Data extracted from a collection

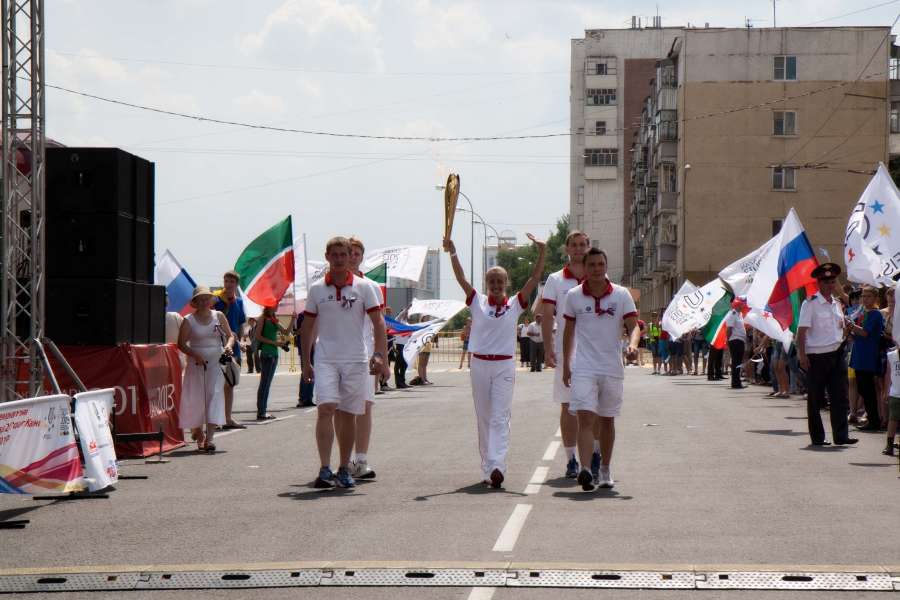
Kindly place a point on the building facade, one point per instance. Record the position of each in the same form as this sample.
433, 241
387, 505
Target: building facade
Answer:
610, 71
400, 293
739, 125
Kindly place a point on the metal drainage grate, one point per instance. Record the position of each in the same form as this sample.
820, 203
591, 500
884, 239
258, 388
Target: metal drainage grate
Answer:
422, 577
209, 580
68, 582
795, 581
603, 579
430, 577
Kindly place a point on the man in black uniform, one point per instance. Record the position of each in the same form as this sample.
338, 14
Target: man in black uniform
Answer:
820, 338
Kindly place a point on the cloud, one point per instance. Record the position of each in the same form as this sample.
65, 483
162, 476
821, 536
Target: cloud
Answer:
259, 103
449, 28
339, 35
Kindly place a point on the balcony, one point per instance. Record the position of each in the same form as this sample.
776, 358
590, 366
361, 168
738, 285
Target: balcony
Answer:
667, 201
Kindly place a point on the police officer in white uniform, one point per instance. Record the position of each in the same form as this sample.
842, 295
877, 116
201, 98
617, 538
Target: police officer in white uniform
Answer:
820, 338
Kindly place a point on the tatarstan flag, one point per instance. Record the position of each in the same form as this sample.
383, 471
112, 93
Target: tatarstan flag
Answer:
715, 329
266, 266
379, 276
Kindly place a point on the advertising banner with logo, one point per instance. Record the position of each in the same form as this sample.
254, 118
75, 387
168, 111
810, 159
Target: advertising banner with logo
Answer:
37, 447
147, 384
92, 412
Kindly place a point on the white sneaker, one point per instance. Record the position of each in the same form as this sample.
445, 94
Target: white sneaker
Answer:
606, 480
361, 470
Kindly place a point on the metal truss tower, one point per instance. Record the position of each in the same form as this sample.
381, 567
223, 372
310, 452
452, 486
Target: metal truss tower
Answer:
22, 228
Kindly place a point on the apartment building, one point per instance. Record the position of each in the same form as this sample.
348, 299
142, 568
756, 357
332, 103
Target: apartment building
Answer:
739, 125
610, 71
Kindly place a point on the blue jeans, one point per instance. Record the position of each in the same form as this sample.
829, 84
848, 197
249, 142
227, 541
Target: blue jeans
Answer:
268, 365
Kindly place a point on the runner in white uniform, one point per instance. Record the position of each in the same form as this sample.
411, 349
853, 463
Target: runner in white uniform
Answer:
594, 312
553, 296
337, 307
359, 466
492, 343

- [WHAT YOU WILL DO] In the data above, find each line that uses the string "metal". Copy it.

- [TASK SOLUTION]
Kindly place a point on the metal drainage grate, one point per instance. Record the position of each in the same form as this sample.
Target: metal drainage grate
Kindly place a point on the metal truss tower, one point per instance. Record the position of each in the same form as this sample.
Target: metal truss tower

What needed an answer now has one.